▶ [EXCERPTED DATA]:
-------

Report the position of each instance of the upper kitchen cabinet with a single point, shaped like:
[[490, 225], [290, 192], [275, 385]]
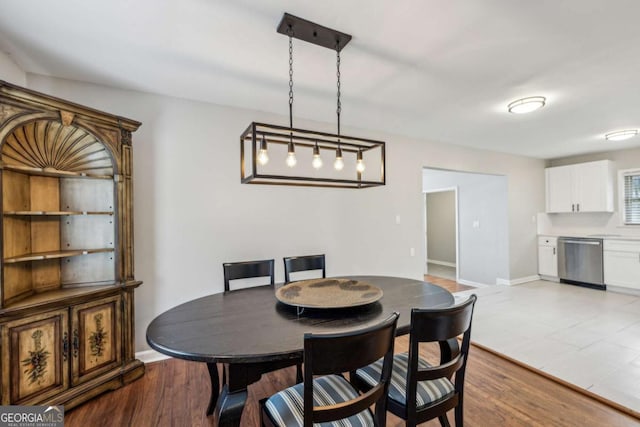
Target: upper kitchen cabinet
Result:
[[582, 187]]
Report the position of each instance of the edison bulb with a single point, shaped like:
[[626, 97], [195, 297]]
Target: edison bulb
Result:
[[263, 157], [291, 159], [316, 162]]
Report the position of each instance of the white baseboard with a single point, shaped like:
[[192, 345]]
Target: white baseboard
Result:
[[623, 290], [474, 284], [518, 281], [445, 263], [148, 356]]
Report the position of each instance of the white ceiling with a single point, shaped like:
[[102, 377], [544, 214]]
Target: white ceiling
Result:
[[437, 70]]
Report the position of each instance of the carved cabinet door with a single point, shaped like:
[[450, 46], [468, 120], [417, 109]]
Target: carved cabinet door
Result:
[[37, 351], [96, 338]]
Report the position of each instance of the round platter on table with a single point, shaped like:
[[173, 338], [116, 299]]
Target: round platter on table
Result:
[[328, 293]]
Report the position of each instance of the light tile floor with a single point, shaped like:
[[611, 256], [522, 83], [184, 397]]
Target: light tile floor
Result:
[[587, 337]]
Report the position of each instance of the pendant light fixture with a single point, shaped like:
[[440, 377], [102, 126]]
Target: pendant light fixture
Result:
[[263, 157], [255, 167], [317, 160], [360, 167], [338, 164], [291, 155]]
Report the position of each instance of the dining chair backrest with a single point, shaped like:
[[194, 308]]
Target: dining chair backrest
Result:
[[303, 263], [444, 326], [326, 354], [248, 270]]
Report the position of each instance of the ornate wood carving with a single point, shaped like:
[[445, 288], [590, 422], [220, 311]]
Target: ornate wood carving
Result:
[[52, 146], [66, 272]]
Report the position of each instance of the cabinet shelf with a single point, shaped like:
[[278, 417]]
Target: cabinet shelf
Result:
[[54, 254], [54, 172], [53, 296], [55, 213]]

-------

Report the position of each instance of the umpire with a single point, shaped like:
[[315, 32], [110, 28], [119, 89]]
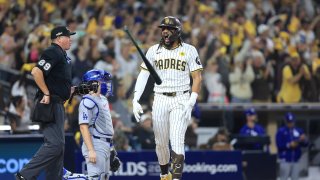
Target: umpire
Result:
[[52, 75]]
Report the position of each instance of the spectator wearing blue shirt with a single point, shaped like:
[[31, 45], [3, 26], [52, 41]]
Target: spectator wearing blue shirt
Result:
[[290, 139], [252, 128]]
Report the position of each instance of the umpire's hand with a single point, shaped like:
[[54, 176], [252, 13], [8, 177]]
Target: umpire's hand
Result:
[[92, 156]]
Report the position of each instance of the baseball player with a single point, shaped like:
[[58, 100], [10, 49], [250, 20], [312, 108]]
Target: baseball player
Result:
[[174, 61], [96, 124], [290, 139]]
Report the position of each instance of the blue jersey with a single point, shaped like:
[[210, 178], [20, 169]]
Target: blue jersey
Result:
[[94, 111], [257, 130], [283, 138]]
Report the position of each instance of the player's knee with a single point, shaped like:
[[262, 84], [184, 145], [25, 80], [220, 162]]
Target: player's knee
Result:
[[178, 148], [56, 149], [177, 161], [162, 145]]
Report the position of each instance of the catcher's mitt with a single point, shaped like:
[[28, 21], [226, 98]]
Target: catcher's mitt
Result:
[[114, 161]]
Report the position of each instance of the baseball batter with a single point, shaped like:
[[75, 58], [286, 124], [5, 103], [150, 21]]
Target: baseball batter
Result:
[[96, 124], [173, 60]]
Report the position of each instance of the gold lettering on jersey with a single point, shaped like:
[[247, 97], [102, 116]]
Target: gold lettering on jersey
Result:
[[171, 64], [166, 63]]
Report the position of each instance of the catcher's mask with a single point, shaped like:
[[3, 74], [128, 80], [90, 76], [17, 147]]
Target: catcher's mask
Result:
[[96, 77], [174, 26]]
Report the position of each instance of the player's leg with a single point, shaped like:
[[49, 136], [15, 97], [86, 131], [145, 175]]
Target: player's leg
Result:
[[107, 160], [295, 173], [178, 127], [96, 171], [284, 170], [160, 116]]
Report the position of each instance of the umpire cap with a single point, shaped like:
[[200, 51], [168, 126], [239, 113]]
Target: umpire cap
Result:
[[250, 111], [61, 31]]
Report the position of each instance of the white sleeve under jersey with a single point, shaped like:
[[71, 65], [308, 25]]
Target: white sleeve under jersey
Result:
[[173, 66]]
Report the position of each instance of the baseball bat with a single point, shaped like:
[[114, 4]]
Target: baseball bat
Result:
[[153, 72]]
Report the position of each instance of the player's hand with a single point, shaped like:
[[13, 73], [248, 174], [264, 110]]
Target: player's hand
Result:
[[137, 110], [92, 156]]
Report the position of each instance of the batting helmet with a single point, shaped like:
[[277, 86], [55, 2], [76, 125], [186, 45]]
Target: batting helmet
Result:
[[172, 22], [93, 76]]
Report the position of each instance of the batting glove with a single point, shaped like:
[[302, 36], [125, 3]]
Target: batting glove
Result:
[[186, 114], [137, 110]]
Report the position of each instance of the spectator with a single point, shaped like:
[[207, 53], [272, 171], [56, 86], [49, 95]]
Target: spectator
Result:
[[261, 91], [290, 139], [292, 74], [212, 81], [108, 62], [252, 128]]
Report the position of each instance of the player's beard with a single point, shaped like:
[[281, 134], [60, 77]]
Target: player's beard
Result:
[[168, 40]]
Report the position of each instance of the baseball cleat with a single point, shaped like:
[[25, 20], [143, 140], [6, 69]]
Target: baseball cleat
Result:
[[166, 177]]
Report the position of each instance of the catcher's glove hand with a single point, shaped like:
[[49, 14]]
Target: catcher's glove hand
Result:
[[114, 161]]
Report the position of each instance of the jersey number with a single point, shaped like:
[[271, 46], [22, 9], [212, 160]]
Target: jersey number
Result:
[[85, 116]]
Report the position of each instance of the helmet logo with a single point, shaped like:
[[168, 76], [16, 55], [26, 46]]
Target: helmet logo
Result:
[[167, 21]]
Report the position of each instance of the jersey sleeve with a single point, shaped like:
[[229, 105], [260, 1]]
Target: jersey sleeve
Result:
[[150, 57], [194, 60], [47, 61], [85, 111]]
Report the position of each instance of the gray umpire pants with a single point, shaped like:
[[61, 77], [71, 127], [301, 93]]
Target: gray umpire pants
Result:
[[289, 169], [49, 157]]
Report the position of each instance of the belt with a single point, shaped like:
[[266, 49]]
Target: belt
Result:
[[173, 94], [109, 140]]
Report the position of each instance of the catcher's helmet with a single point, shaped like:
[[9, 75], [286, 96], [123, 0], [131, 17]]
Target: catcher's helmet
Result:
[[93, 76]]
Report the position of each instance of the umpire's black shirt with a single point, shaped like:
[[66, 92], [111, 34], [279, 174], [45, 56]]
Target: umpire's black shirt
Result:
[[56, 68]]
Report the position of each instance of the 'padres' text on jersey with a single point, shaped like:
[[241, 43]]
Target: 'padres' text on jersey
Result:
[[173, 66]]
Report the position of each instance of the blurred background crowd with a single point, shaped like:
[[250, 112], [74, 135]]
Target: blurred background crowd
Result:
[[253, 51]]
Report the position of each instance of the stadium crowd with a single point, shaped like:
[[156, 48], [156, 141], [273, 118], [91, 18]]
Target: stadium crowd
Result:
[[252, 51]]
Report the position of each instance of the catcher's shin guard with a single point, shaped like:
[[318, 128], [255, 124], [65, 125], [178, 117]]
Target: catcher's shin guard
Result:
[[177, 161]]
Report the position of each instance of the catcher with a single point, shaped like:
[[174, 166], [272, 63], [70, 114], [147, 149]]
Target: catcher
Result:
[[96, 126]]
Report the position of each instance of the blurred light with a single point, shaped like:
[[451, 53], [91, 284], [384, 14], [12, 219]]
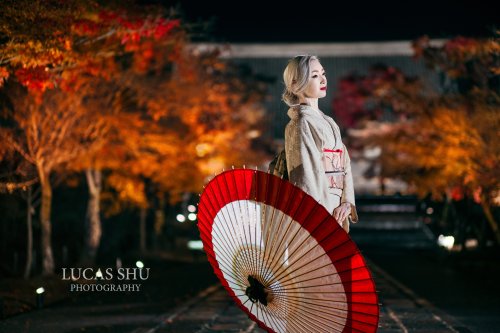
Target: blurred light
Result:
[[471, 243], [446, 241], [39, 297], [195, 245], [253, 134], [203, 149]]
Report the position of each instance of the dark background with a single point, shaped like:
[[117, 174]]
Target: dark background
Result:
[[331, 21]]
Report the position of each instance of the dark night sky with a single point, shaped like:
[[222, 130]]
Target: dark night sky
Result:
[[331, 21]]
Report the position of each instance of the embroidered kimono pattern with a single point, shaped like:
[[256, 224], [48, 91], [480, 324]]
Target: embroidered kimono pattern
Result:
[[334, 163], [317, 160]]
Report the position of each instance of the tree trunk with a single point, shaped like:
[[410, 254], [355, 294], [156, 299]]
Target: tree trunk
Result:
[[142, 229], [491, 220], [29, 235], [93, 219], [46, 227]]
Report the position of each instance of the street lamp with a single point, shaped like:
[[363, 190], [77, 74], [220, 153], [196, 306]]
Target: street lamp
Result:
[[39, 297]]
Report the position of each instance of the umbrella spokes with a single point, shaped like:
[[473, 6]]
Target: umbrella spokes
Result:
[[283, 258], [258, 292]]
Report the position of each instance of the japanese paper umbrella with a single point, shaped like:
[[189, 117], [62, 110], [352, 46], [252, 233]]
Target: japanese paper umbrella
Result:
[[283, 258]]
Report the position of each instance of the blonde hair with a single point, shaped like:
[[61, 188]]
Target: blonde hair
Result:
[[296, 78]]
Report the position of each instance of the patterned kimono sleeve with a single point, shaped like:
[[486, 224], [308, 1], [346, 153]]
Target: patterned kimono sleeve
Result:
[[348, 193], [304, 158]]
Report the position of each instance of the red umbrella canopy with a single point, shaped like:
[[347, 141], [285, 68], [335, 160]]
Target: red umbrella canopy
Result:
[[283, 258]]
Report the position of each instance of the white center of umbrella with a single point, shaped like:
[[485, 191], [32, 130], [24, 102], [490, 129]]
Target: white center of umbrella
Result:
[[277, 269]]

-------

▶ [TASK OBJECTIVE]: Show every line of the entries above that contains the string "background", matching case exactly.

▶ [EXERCISE OUTPUT]:
Report the position of each instance of the blurred background crowd with a single point, shaped like:
Target: blurred background crowd
Report the position of each instance of the dark background with a single point, shaped like:
Target: dark background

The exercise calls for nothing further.